(Task item A):
Reproduce the stretch of the Tongqiaohuoxue decoction article from "Tongqiaohuoxue decoction (TQHXD)" through "in cerebral ischemia[456].", changing "classical prescription" to "traditional formula".
(Task item B):
Continue the Tongqiaohuoxue decoction article from the point at which it stops.

[Opening Supplied passage section]

Serum containing Tongqiaohuoxue decoction suppresses glutamate-induced PC12 cell injury.

Glutamate application is an established method of inducing PC12 cell injury. PC12 cells were cultured with serum containing Tongqiaohuoxue decoction consisting of moschus, Carthamus tinctorius, Rhizoma chuanxiong, Semen pruni persicae, and Radix Paeoniae Rubra. After 24 hours of co-cultivation, glutamate (12.5 mM) was added to the culture medium. We found that serum containing Tongqiaohuoxue decoction prevented the increase in reactive oxygen species, and the decreases in superoxide dismutase and Na(+)-K(+)-ATPase activity, induced by glutamate. It also reduced the concentration of malondialdehyde, enhanced the mitochondrial transmembrane potential, inhibited the elevation of cellular calcium, and decreased phosphorylation of calmodulin-dependent protein kinase II. Thus, serum containing Tongqiaohuoxue decoction had protective effects on cell proliferation and membrane permeability in glutamate-injured PC12 cells.

Abbreviations

ATP, adenosine triphosphate; CaMKII, calmodulin-dependent protein kinase II; DCF, 2’-7’-dichlorodihydrofluorescein; MDA, malondialdehyde; MMP, mitochondrial membrane potential; P-CaMKII, phosphorylated CaMKII; Rh-123, rhodamine 123; ROS, reactive oxygen species; SOD, superoxide dismutase; TQHXD, Tongqiaohuoxue decoction

INTRODUCTION

Tongqiaohuoxue decoction (TQHXD) is a classical prescription in traditional Chinese medicine, established by Wang Qingren—the distinguished doctor of the Qing Dynasty. TQHXD is made of moschus, Carthamus tinctorius, Rhizoma chuanxiong, Semen pruni persicae, and Radix Paeoniae Rubra. TQHXD promotes blood circulation by removing blood stasis, and induces resuscitation by dredging the channels. TQHXD has marked efficacy in the treatment of stagnation of blood in the head and face channel[1], has preventive and therapeutic effects on stroke, and can ameliorate symptoms of the apoplectic[23]. We have previously shown that TQHXD has beneficial effects in cerebral ischemia[456].

[Closing Supplied passage section]
[Opening Extracted information section]

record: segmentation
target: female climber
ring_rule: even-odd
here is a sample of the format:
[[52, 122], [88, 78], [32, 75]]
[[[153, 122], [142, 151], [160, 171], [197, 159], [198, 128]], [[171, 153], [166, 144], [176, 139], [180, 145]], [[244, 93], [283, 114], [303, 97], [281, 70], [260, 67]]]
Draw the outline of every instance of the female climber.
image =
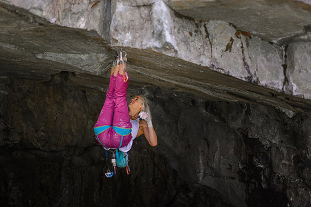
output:
[[147, 100], [142, 95], [133, 97], [129, 105], [126, 90], [129, 85], [125, 61], [112, 67], [106, 98], [100, 111], [94, 132], [97, 141], [106, 149], [128, 152], [135, 138], [144, 135], [152, 146], [158, 144], [152, 126]]

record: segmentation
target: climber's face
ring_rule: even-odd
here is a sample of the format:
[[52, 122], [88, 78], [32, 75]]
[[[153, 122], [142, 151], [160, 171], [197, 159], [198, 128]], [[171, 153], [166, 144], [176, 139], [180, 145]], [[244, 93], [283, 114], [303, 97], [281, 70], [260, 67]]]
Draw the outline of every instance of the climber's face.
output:
[[129, 103], [131, 110], [140, 111], [142, 108], [142, 98], [140, 96], [134, 97]]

[Closing Extracted information section]

(Output A):
Tongqiaohuoxue decoction (TQHXD) is a traditional formula in traditional Chinese medicine, established by Wang Qingren—the distinguished doctor of the Qing Dynasty. TQHXD is made of moschus, Carthamus tinctorius, Rhizoma chuanxiong, Semen pruni persicae, and Radix Paeoniae Rubra. TQHXD promotes blood circulation by removing blood stasis, and induces resuscitation by dredging the channels. TQHXD has marked efficacy in the treatment of stagnation of blood in the head and face channel[1], has preventive and therapeutic effects on stroke, and can ameliorate symptoms of the apoplectic[23]. We have previously shown that TQHXD has beneficial effects in cerebral ischemia[456].

(Output B):
The method of serum pharmacology of Chinese medicine can be used to study the effects of a decoction of Chinese Materia Medica in vitro with minimal influence of the preparation procedure. Blood serum obtained from rats treated with TQHXD has been shown to have a protective effect on cellular proliferation and membrane permeability in cultured PC12 cells subjected to glutamate toxicity[7]. In this study, we investigated in more detail the mechanisms of this neuroprotective effect. With the aim to inform clinical application, we considered three aspects of cellular function: (1) oxidative stress, involving reactive oxygen species (ROS), superoxide dismutase (SOD), and maleic dialdehyde (MDA); (2) energy metabolism involving adenosine triphosphatase (ATP); and (3) intracellular calcium concentrations ([Ca2+]i) and phosphorylation of calcium/calmodulin-dependent protein kinase II (CaMKII).

RESULTS

Influence of TQHXD-containing serum on intracellular accumulation of ROS

Cultures exposed to glutamate for 20 minutes (model group) displayed increased intensity of 2’-7’-dichlorodihydrofluorescein (DCF)-labeled cells compared with untreated control cultures (P < 0.01; Table 1), indicating increased ROS levels. Cultures pretreated with 5% or 10% TQHXD-containing serum showed significantly reduced fluorescence intensity compared with the model group (P < 0.01).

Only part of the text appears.